__ASSIGNED TASK 1__.
From the article on climate change in the southwest Pacific, reproduce verbatim the part that opens with the words containing "Rising sea levels" and closes with "on dry ground.".
__ASSIGNED TASK 2__.
Using the article on climate change in the southwest Pacific, answer these:
(a) What is Nichol Nonga's role, and where is the organization based?
(b) How high above sea level is Tuvalu at its highest point?
(c) Which four countries does the pilot project on pig and poultry breeds cover?
__ASSIGNED TASK 3__.
Extend the article on climate change in the southwest Pacific, picking up right after its final line.

__EXCERPT PROVIDED__.

-------------------------

Life on the front line in the south west Pacific
Wednesday, 02 June 2010 15:02

The swimming pigs in Tokelau Islands
The Swimming pigs in Tokelau Islands

Despite being one of the least carbon-producing regions in the world, the southwest Pacific has been one of the first to suffer the consequences of global warming. In January 2000 the low-lying boomerang-shaped atoll nation of Tuvalu was one of the first to witness the dawn of the new millennium, and news reports all over the world carried iconic footage of a conch-blower heralding the new era on an island that will not exist by the end of the next century, let alone the next millennium.

Rising sea levels throughout the region are exacerbating the impact of tropical storms, which now occur with increasing frequency and intensity. Floods are contaminating the water table, food, and feed supplies, while salt from storm surges and "king tides" - as well as percolation up through porous coral atolls - is affecting arable land and fresh water supplies. Already, the government in Papua New Guinea has evacuated inhabitants of some of the country's smaller, low-lying islands to the mainland, and residents of Tuvalu - only 4.5m above sea level at its highest point - now erect their homes on stilts, where ten years ago they built on dry ground.

When islands are at risk, so are resident animals. "If the sea levels rise higher, some of these countries will be underwater. Where will the people and livestock go?" asks Nichol Nonga, animal production officer for the Secretariat for the Pacific Community (SPC), based in Fiji. It seems the Pacific islands are in the firing line of global warming and their uniquely-adapted animal life is at risk of becoming collateral damage.

Pigs might swim

The islands of the southwest Pacific have a high degree of animal endemism, with human and natural selection taking place in very distinct and geographically limited areas. As a result, there are thought to be numerous undocumented breeds well-adapted to life on the islands. "The main problem at the moment is that we don't know what there is," Nonga admits. "We have a pilot project running that should end this year, which will produce an inventory on pigs and poultry breeds in four countries - Fiji, Tonga, Samoa and Niue - but only four." The fact that the southwest Pacific comprises 22 island nations and territories spread across 180 million sq km of ocean gives an idea of the scale of what is certainly a daunting task.

The Samoan chicken is well-suited to the tropical climate and village life.

-------------------------

__DATASET EXCERPTS__.
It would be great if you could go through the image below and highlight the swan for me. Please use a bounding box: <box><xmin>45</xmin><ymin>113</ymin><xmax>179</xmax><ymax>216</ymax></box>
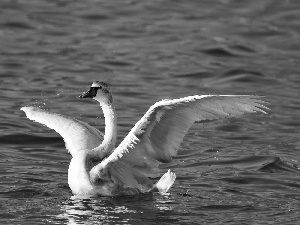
<box><xmin>21</xmin><ymin>81</ymin><xmax>268</xmax><ymax>196</ymax></box>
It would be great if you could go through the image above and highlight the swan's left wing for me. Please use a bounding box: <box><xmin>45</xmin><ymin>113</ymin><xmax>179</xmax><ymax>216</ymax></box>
<box><xmin>100</xmin><ymin>95</ymin><xmax>267</xmax><ymax>177</ymax></box>
<box><xmin>21</xmin><ymin>106</ymin><xmax>103</xmax><ymax>156</ymax></box>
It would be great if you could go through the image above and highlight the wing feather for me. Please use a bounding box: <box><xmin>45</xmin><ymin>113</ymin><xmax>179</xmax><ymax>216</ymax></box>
<box><xmin>21</xmin><ymin>106</ymin><xmax>103</xmax><ymax>156</ymax></box>
<box><xmin>101</xmin><ymin>95</ymin><xmax>268</xmax><ymax>177</ymax></box>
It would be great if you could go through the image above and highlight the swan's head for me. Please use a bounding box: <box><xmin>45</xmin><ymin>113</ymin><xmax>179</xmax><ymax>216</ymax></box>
<box><xmin>79</xmin><ymin>81</ymin><xmax>113</xmax><ymax>104</ymax></box>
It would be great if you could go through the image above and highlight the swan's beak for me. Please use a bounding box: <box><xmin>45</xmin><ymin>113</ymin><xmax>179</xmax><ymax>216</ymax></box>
<box><xmin>79</xmin><ymin>87</ymin><xmax>97</xmax><ymax>98</ymax></box>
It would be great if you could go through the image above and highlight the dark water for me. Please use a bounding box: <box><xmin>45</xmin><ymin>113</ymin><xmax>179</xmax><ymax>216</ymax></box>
<box><xmin>0</xmin><ymin>0</ymin><xmax>300</xmax><ymax>224</ymax></box>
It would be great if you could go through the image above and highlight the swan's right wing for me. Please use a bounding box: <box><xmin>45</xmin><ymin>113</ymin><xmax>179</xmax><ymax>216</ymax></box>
<box><xmin>21</xmin><ymin>106</ymin><xmax>103</xmax><ymax>156</ymax></box>
<box><xmin>100</xmin><ymin>95</ymin><xmax>268</xmax><ymax>177</ymax></box>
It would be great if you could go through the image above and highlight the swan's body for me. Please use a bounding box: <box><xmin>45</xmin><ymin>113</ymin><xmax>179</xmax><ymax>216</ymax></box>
<box><xmin>21</xmin><ymin>81</ymin><xmax>267</xmax><ymax>196</ymax></box>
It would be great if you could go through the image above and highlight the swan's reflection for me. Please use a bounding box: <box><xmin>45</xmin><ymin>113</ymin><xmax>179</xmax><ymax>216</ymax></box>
<box><xmin>58</xmin><ymin>194</ymin><xmax>174</xmax><ymax>224</ymax></box>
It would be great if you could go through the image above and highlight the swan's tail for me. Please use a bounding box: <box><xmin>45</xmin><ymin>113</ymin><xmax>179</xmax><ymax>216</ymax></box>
<box><xmin>153</xmin><ymin>170</ymin><xmax>176</xmax><ymax>193</ymax></box>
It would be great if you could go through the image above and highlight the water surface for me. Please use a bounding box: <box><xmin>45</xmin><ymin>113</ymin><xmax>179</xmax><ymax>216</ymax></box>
<box><xmin>0</xmin><ymin>0</ymin><xmax>300</xmax><ymax>224</ymax></box>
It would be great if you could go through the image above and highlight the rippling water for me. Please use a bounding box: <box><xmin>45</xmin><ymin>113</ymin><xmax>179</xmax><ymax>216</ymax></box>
<box><xmin>0</xmin><ymin>0</ymin><xmax>300</xmax><ymax>224</ymax></box>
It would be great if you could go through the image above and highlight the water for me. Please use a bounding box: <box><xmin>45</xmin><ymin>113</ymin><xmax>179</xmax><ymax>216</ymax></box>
<box><xmin>0</xmin><ymin>0</ymin><xmax>300</xmax><ymax>224</ymax></box>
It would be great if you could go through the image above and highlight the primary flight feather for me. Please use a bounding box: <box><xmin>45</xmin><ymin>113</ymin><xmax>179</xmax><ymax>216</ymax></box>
<box><xmin>21</xmin><ymin>81</ymin><xmax>268</xmax><ymax>196</ymax></box>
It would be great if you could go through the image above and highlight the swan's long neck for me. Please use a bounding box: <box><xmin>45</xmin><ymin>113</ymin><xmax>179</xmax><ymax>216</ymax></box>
<box><xmin>99</xmin><ymin>103</ymin><xmax>117</xmax><ymax>152</ymax></box>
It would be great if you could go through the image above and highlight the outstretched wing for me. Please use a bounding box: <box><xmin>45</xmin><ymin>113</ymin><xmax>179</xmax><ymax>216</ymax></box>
<box><xmin>100</xmin><ymin>95</ymin><xmax>268</xmax><ymax>177</ymax></box>
<box><xmin>21</xmin><ymin>106</ymin><xmax>103</xmax><ymax>156</ymax></box>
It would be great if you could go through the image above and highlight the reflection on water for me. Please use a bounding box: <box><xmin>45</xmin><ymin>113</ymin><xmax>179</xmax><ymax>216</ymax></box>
<box><xmin>57</xmin><ymin>194</ymin><xmax>172</xmax><ymax>224</ymax></box>
<box><xmin>0</xmin><ymin>0</ymin><xmax>300</xmax><ymax>225</ymax></box>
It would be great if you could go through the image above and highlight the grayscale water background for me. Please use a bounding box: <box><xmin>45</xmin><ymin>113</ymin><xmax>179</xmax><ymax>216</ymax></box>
<box><xmin>0</xmin><ymin>0</ymin><xmax>300</xmax><ymax>225</ymax></box>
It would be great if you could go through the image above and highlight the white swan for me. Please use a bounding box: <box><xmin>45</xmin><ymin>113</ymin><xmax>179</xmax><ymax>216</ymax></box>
<box><xmin>21</xmin><ymin>81</ymin><xmax>268</xmax><ymax>196</ymax></box>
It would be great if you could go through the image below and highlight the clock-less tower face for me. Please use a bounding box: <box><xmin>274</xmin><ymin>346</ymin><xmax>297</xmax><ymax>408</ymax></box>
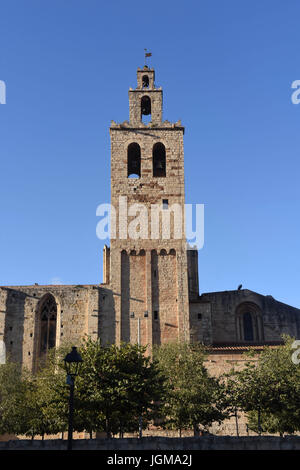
<box><xmin>110</xmin><ymin>67</ymin><xmax>189</xmax><ymax>346</ymax></box>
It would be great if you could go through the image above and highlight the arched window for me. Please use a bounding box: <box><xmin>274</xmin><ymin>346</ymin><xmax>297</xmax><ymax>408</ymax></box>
<box><xmin>39</xmin><ymin>294</ymin><xmax>57</xmax><ymax>357</ymax></box>
<box><xmin>142</xmin><ymin>75</ymin><xmax>149</xmax><ymax>88</ymax></box>
<box><xmin>153</xmin><ymin>142</ymin><xmax>166</xmax><ymax>177</ymax></box>
<box><xmin>236</xmin><ymin>302</ymin><xmax>264</xmax><ymax>342</ymax></box>
<box><xmin>127</xmin><ymin>142</ymin><xmax>141</xmax><ymax>178</ymax></box>
<box><xmin>243</xmin><ymin>312</ymin><xmax>254</xmax><ymax>341</ymax></box>
<box><xmin>141</xmin><ymin>96</ymin><xmax>151</xmax><ymax>117</ymax></box>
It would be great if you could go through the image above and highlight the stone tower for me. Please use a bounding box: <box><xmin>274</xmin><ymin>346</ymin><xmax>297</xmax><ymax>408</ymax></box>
<box><xmin>104</xmin><ymin>66</ymin><xmax>189</xmax><ymax>347</ymax></box>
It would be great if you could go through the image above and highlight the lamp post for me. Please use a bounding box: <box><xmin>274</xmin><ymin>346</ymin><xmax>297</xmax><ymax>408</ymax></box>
<box><xmin>64</xmin><ymin>346</ymin><xmax>83</xmax><ymax>450</ymax></box>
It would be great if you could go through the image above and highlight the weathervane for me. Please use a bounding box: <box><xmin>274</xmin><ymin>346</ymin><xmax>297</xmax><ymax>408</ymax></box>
<box><xmin>144</xmin><ymin>49</ymin><xmax>152</xmax><ymax>67</ymax></box>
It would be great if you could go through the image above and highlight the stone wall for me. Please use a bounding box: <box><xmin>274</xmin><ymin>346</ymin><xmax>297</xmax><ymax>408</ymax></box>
<box><xmin>0</xmin><ymin>285</ymin><xmax>115</xmax><ymax>369</ymax></box>
<box><xmin>0</xmin><ymin>436</ymin><xmax>300</xmax><ymax>452</ymax></box>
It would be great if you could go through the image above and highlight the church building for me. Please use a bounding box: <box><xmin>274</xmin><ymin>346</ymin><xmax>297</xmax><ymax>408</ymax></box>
<box><xmin>0</xmin><ymin>66</ymin><xmax>300</xmax><ymax>392</ymax></box>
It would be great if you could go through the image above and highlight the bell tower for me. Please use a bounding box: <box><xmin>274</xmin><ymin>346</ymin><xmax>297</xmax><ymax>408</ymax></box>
<box><xmin>105</xmin><ymin>66</ymin><xmax>190</xmax><ymax>347</ymax></box>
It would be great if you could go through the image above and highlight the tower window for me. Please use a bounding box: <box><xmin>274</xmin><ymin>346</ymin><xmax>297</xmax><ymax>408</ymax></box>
<box><xmin>40</xmin><ymin>295</ymin><xmax>57</xmax><ymax>357</ymax></box>
<box><xmin>127</xmin><ymin>142</ymin><xmax>141</xmax><ymax>178</ymax></box>
<box><xmin>243</xmin><ymin>312</ymin><xmax>254</xmax><ymax>341</ymax></box>
<box><xmin>153</xmin><ymin>142</ymin><xmax>166</xmax><ymax>177</ymax></box>
<box><xmin>142</xmin><ymin>75</ymin><xmax>149</xmax><ymax>88</ymax></box>
<box><xmin>141</xmin><ymin>96</ymin><xmax>151</xmax><ymax>118</ymax></box>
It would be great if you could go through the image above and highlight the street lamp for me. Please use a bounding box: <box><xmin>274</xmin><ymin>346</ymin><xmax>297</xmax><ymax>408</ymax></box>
<box><xmin>64</xmin><ymin>346</ymin><xmax>83</xmax><ymax>450</ymax></box>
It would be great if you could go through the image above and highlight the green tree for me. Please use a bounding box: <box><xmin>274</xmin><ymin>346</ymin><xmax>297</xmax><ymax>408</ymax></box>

-------------------------

__EXPECTED ANSWER 1__.
Rising sea levels throughout the region are exacerbating the impact of tropical storms, which now occur with increasing frequency and intensity. Floods are contaminating the water table, food, and feed supplies, while salt from storm surges and "king tides" - as well as percolation up through porous coral atolls - is affecting arable land and fresh water supplies. Already, the government in Papua New Guinea has evacuated inhabitants of some of the country's smaller, low-lying islands to the mainland, and residents of Tuvalu - only 4.5m above sea level at its highest point - now erect their homes on stilts, where ten years ago they built on dry ground.

__EXPECTED ANSWER 2__.
(a) Animal production officer for the Secretariat for the Pacific Community (SPC), based in Fiji.
(b) 4.5m.
(c) Fiji, Tonga, Samoa and Niue.

__EXPECTED ANSWER 3__.
Independent studies have already uncovered breeds with unique characteristics, for example, the "swimming pigs" of the Tokelau Islands, near Samoa. These unusual free-range indigenous swine have adapted to taking a daily dip in the ocean and scavenging for food on the reefs at low tide. They can even drink seawater. There are also millions of robust free-range poultry across the Pacific islands - like the Samoan chicken ("Moa Samoa") found throughout Samoa, which has remarkable resilience to the tropical climate and village conditions. Attempts to introduce exotic breeds such as Leghorns, Rhode Island Reds and Black Australorps to improve egg production have failed as the introduced birds were unable to survive. But climate change requires even faster adaptation, putting great pressure on otherwise hardy breeds. As Nonga sees it, "The question is, will climate change give breeds enough time to adapt to the new conditions?"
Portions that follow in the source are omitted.